SOURCE EXTRACT.
══════════

732-286-7763

In New Jersey, the marital home can be one of the biggest assets during negotiations of equitable distribution in a divorce proceeding. In many cases, equity or value in a home can be a lifesaver by providing a spouse, or in some cases both spouses, “starter money” to begin a new life without his or her former partner. In other cases, the home can provide stability and security for young ones.

The Basics of Home Ownership and Division

Often couples do not understand the practicalities of dividing equity in a home through a divorce action. Especially when couples try to complete the divorce process themselves, they may include language in a settlement agreement that is not complete, that cannot legally be fulfilled, or that does not fulfill the intentions of the parties.

As a starter, it is good to understand some basics about your home. Unless you paid for your home in full, in cash, you most likely had to take out a mortgage loan from a lender. At your real estate closing you executed two documents (you actually executed many more, but only two are relevant for this conversation) – a note, and a mortgage.

The note is what obligates you to repay the bank for the loan provided to purchase your home usually in regular installments. The mortgage is what allows the bank to take your home if you do not pay or otherwise breach the terms of any agreements you have with the bank.

══════════

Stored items
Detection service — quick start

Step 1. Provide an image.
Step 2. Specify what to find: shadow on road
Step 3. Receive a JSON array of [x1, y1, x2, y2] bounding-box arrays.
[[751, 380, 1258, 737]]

══════════

OBJECTIVE. Quote the passage on dividing a marital home in a New Jersey divorce, from "The Basics of" up to and including "and a mortgage.". The stored items are distinct material, separate from the text on dividing a marital home in a New Jersey divorce.

OUTPUT.
The Basics of Home Ownership and Division

Often couples do not understand the practicalities of dividing equity in a home through a divorce action. Especially when couples try to complete the divorce process themselves, they may include language in a settlement agreement that is not complete, that cannot legally be fulfilled, or that does not fulfill the intentions of the parties.

As a starter, it is good to understand some basics about your home. Unless you paid for your home in full, in cash, you most likely had to take out a mortgage loan from a lender. At your real estate closing you executed two documents (you actually executed many more, but only two are relevant for this conversation) – a note, and a mortgage.